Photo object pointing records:
#####

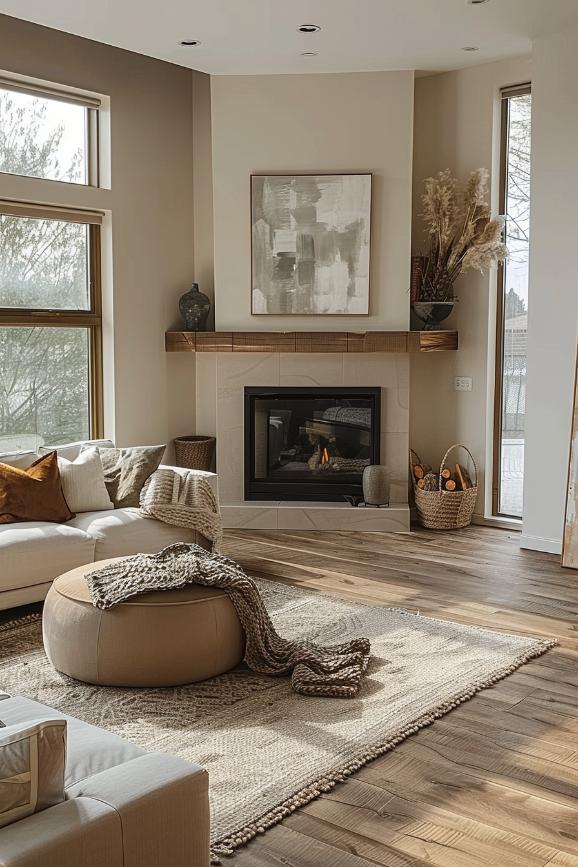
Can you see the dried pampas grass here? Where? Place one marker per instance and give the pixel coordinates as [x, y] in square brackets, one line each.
[461, 232]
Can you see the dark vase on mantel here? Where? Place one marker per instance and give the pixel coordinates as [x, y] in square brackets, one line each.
[195, 308]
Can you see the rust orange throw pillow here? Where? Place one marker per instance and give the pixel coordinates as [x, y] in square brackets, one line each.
[34, 494]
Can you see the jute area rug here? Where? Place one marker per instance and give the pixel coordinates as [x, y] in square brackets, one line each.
[268, 750]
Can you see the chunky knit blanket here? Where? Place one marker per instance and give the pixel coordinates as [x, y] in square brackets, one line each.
[335, 670]
[184, 501]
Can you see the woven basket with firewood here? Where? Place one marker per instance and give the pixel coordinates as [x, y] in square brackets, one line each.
[444, 500]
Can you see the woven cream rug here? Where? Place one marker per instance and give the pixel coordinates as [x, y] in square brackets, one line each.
[267, 749]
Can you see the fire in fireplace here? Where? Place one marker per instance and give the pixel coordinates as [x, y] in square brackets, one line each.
[309, 443]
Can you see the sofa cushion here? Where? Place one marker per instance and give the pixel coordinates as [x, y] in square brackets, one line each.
[90, 750]
[120, 532]
[32, 494]
[126, 471]
[71, 451]
[83, 482]
[32, 760]
[33, 552]
[22, 460]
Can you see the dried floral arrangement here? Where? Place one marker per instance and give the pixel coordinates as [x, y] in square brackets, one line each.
[462, 233]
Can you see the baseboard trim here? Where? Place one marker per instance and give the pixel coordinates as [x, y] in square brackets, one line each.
[539, 543]
[499, 523]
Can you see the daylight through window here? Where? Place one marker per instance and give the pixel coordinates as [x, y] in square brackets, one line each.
[513, 305]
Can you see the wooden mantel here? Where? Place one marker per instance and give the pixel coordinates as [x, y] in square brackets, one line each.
[311, 341]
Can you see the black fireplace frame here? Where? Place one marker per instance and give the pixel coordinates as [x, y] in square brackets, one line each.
[333, 490]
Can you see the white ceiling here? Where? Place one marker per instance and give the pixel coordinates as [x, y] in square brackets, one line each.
[260, 36]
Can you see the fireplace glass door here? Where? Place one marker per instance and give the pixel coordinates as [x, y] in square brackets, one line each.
[309, 443]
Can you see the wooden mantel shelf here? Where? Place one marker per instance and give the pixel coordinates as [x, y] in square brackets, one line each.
[311, 341]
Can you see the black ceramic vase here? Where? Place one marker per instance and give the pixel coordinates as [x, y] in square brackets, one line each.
[195, 308]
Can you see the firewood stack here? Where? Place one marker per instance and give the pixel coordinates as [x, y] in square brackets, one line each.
[444, 500]
[427, 480]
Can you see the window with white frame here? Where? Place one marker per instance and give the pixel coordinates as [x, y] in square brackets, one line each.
[50, 292]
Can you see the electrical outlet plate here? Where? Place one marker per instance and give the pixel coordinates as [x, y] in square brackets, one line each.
[463, 383]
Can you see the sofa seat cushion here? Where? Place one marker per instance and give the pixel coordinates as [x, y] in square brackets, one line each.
[89, 749]
[120, 532]
[34, 552]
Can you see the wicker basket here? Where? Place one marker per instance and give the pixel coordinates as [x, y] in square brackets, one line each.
[441, 509]
[195, 452]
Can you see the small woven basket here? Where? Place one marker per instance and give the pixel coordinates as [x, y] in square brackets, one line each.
[195, 452]
[441, 509]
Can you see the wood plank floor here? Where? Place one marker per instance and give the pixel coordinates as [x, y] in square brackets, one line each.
[495, 782]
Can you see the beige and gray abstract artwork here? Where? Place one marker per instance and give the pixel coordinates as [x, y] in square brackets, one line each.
[310, 244]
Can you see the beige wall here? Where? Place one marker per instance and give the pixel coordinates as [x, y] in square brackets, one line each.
[553, 302]
[304, 123]
[150, 207]
[456, 127]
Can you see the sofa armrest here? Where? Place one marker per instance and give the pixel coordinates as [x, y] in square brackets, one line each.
[211, 478]
[82, 831]
[163, 805]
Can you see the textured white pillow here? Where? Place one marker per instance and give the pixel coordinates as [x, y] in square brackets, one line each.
[83, 482]
[32, 762]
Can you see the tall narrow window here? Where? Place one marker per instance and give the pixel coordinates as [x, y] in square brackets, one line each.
[48, 134]
[50, 328]
[512, 306]
[50, 294]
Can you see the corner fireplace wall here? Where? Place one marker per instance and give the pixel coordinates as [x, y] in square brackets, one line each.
[220, 379]
[309, 443]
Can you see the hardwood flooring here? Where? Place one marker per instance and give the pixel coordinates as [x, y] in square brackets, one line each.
[494, 782]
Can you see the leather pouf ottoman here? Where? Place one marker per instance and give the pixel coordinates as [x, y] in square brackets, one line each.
[165, 638]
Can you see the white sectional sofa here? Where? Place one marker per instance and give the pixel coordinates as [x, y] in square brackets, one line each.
[123, 807]
[34, 553]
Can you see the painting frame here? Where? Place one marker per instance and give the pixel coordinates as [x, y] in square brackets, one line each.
[569, 558]
[368, 177]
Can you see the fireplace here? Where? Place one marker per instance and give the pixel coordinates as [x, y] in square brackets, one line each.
[309, 443]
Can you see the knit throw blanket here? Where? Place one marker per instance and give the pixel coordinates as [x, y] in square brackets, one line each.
[184, 501]
[334, 671]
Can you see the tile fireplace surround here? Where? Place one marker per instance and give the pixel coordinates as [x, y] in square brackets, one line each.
[220, 382]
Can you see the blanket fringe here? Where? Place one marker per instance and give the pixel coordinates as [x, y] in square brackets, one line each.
[227, 846]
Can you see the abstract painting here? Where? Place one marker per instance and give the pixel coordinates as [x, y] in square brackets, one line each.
[570, 541]
[310, 244]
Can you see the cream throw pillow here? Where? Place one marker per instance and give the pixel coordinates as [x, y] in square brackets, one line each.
[83, 482]
[32, 761]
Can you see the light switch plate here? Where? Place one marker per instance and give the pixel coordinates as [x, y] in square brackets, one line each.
[463, 383]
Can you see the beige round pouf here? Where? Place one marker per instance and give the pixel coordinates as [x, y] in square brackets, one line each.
[165, 638]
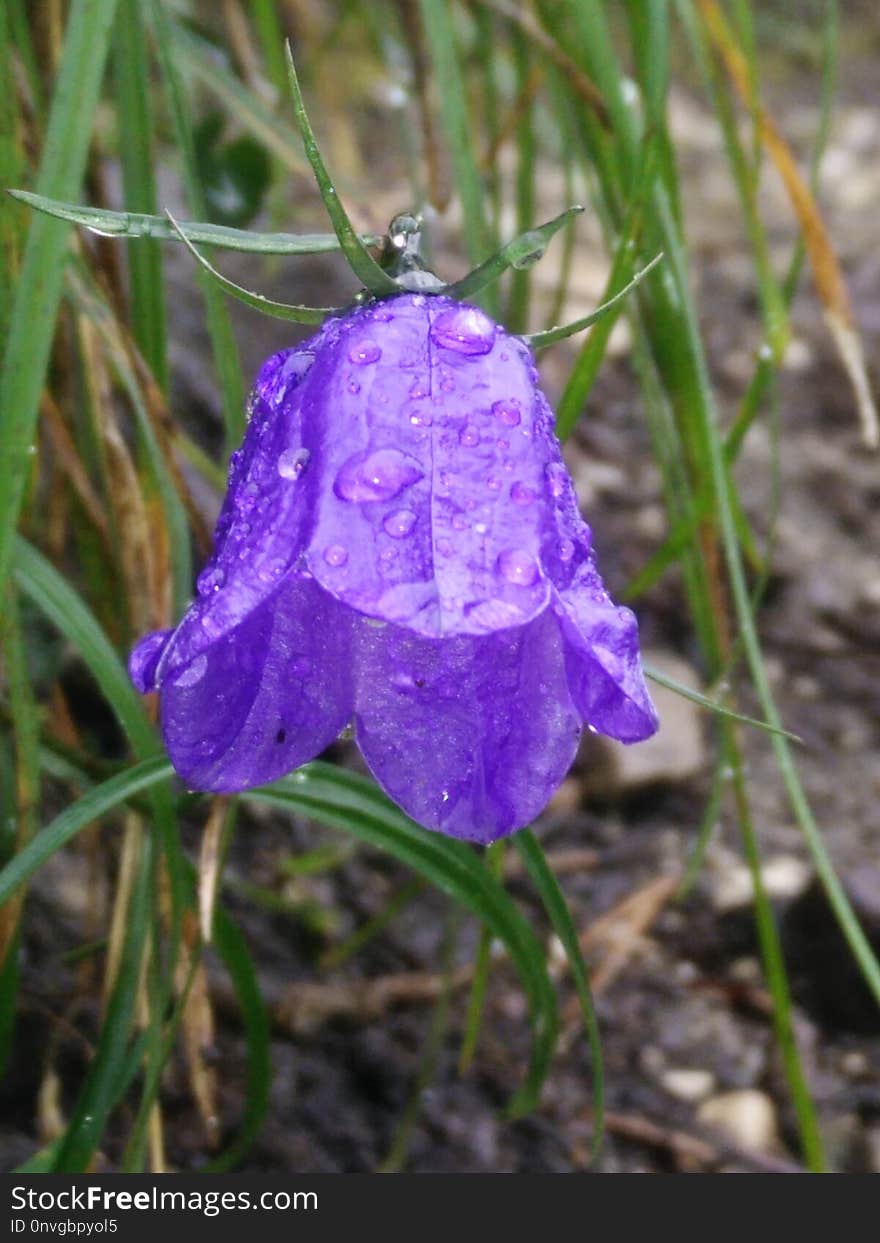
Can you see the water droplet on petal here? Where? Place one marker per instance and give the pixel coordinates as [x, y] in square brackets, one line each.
[375, 476]
[521, 494]
[507, 412]
[399, 523]
[518, 567]
[364, 352]
[556, 477]
[193, 674]
[209, 581]
[334, 554]
[292, 463]
[464, 330]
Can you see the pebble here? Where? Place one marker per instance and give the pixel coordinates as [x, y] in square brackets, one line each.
[687, 1084]
[746, 1116]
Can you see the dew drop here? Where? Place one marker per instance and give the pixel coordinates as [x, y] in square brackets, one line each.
[364, 352]
[334, 554]
[518, 567]
[379, 475]
[464, 330]
[556, 479]
[210, 579]
[507, 412]
[399, 523]
[193, 674]
[292, 463]
[521, 494]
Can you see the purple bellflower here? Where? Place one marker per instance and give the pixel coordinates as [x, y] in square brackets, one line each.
[400, 547]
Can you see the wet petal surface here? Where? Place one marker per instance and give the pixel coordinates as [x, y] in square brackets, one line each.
[261, 528]
[469, 735]
[265, 697]
[602, 659]
[431, 471]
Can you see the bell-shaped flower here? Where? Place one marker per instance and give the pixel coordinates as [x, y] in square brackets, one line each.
[400, 548]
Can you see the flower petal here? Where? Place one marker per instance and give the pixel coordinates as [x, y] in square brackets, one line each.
[602, 659]
[469, 735]
[429, 515]
[259, 536]
[265, 696]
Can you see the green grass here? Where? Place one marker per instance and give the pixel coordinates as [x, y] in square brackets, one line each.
[547, 88]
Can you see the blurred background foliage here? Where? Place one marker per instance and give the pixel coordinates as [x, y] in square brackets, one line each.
[122, 394]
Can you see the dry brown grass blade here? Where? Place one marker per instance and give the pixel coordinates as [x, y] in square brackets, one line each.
[620, 932]
[68, 460]
[829, 280]
[198, 1031]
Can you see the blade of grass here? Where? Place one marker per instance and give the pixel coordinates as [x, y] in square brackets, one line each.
[138, 179]
[83, 812]
[39, 287]
[256, 301]
[219, 326]
[136, 224]
[550, 337]
[443, 46]
[521, 251]
[359, 259]
[233, 949]
[563, 925]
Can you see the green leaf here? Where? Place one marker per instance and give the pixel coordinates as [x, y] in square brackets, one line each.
[563, 925]
[525, 249]
[83, 812]
[359, 259]
[39, 286]
[257, 301]
[136, 224]
[550, 337]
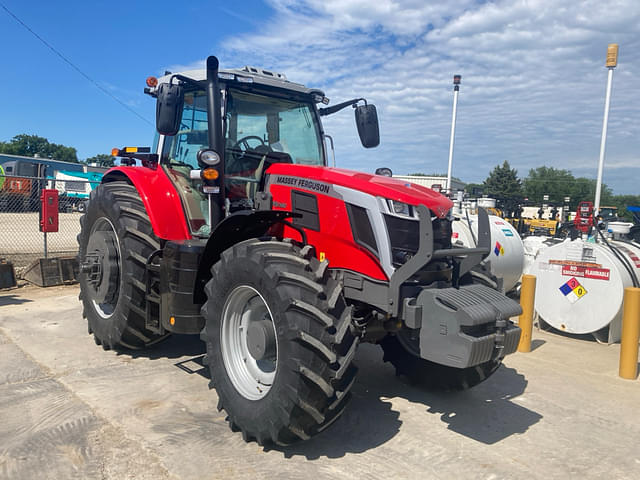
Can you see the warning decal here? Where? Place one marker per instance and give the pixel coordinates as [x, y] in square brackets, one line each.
[572, 290]
[586, 272]
[631, 255]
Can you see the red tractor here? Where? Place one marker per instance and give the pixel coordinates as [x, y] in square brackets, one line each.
[234, 227]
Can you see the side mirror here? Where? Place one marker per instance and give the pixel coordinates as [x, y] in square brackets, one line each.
[169, 108]
[367, 123]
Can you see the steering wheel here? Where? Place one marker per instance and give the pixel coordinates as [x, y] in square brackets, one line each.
[242, 145]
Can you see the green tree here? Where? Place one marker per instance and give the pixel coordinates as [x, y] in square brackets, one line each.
[102, 160]
[32, 145]
[558, 184]
[550, 181]
[503, 183]
[474, 189]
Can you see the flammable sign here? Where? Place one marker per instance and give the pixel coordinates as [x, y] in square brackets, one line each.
[573, 290]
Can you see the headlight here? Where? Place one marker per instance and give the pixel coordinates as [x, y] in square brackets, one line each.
[208, 157]
[400, 208]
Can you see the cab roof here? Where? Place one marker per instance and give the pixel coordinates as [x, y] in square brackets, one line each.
[248, 74]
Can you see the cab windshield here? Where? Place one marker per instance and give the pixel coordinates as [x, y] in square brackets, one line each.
[258, 130]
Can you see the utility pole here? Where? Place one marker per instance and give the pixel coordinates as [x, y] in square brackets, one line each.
[456, 89]
[612, 62]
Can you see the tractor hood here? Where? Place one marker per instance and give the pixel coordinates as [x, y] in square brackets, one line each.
[376, 185]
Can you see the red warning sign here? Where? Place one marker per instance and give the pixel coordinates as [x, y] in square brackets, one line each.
[586, 272]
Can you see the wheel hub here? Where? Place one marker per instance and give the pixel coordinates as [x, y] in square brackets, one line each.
[261, 340]
[248, 342]
[101, 266]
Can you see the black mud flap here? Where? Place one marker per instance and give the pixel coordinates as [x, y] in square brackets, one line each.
[466, 326]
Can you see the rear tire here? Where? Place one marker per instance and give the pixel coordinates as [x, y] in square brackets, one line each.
[116, 238]
[303, 384]
[430, 375]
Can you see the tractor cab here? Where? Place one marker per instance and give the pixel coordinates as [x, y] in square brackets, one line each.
[259, 130]
[265, 119]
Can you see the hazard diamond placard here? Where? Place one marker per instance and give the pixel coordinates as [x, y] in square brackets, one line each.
[573, 290]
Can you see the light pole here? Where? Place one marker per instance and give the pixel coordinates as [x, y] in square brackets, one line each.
[456, 89]
[612, 61]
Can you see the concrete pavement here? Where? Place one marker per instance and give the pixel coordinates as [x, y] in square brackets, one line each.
[69, 409]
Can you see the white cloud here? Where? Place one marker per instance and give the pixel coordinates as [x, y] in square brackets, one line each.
[533, 79]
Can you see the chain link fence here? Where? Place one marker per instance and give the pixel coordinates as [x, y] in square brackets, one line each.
[21, 241]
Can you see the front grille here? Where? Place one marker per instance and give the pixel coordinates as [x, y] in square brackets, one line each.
[361, 228]
[404, 235]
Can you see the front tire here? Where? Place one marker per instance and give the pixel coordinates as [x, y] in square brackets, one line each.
[279, 343]
[115, 241]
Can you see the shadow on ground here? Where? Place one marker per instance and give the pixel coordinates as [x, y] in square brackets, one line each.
[13, 300]
[486, 413]
[174, 346]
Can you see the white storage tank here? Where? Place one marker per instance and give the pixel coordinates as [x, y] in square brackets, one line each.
[533, 245]
[507, 253]
[580, 286]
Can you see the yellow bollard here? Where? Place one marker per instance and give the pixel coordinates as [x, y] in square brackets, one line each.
[630, 333]
[525, 321]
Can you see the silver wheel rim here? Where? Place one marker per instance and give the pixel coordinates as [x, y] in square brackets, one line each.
[251, 378]
[106, 309]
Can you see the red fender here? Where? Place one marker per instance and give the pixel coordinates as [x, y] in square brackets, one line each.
[160, 199]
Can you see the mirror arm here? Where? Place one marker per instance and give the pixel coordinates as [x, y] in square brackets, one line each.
[339, 106]
[184, 79]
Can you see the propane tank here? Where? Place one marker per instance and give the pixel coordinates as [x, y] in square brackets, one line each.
[507, 253]
[580, 286]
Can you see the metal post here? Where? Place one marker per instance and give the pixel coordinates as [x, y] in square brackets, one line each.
[612, 61]
[456, 89]
[525, 321]
[630, 334]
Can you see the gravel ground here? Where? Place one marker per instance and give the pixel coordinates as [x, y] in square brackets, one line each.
[69, 409]
[22, 242]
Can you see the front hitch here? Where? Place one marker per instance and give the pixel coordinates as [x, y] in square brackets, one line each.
[465, 258]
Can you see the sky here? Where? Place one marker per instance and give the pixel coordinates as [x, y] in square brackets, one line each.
[532, 93]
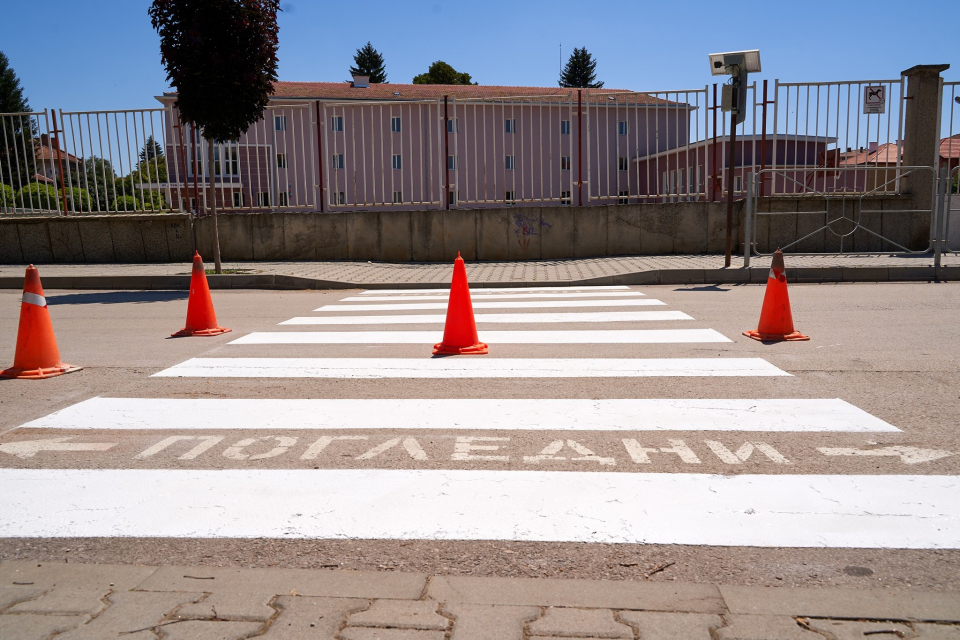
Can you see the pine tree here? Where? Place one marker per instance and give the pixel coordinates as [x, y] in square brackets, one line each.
[369, 62]
[580, 71]
[17, 132]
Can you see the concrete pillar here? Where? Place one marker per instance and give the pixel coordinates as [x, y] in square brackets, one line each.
[921, 132]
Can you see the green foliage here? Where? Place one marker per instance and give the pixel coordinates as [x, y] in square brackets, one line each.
[38, 196]
[6, 196]
[126, 203]
[78, 199]
[221, 56]
[99, 181]
[369, 62]
[16, 132]
[442, 73]
[580, 71]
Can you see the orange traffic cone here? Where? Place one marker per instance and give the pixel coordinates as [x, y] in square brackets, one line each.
[37, 355]
[776, 320]
[201, 318]
[460, 331]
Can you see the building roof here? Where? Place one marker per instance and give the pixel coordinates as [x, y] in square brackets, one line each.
[388, 92]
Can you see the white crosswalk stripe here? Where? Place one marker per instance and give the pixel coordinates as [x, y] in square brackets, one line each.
[606, 336]
[502, 304]
[374, 368]
[498, 318]
[536, 502]
[553, 414]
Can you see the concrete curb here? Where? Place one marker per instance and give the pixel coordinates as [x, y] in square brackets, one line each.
[651, 277]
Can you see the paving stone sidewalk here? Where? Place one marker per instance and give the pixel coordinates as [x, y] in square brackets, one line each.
[98, 602]
[673, 269]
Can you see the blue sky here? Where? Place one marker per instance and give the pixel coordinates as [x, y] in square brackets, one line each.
[97, 55]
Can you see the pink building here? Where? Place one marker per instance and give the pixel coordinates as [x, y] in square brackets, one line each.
[354, 146]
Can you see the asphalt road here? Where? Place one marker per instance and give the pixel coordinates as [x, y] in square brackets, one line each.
[889, 350]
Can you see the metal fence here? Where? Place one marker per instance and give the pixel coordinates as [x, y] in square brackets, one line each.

#####

**SET TASK**
Set down exactly what runs from the line with "Can you see the green foliage" to the last line of the data above, including both of those lines and no others.

**ANSWER IN FULL**
Can you see the green foliage here? Where? Place one marker per instance and give the pixel coordinates as [x, y] in square brackets, one line each.
[38, 196]
[6, 196]
[126, 203]
[78, 199]
[221, 56]
[99, 181]
[369, 62]
[16, 132]
[442, 73]
[580, 71]
Can you see the orange traffic cone here? Where? Place one marker per instance and give the pixel coordinates as [x, y] in square brackets, one line each.
[37, 355]
[776, 320]
[201, 318]
[460, 331]
Can you see the building roof here? Where? Place one marker per instance and give the pixel coordinates as [x, y] in square brackets, one line each.
[388, 92]
Can you see the white crosswalk stripe here? Where? Place one marker per instance and give the pixel coordinates as [x, y] in square brackets, one line each.
[606, 336]
[502, 304]
[374, 368]
[498, 318]
[536, 502]
[553, 414]
Can you see the concrete curb here? Where? Place one marker per instance and give the pixel coordinates as [x, y] in square brackets, one line each.
[651, 277]
Can you see the paving stone sidewalk here? Where? Place one marker per instance and give the pixel coordinates as [x, y] in square brackets, one line each.
[98, 602]
[673, 269]
Can you see the blue sky here? Where? Place one marker per instance and give the pixel coordinates as [x, y] in square brackets, one line each.
[97, 55]
Can you see the pink building here? Where? Place one marker per instance and give the pixel coordinates as [x, y] in square brackets, one line each.
[354, 146]
Can you see the asphalt road here? Where? Place one marker per instance and give the pixel coordinates as [x, y] in square brackets, one line each.
[889, 350]
Can you see the metal fence here? Where? Place one marker per instance and give the pixel coordinates as [x, y] in square brackets, one line each.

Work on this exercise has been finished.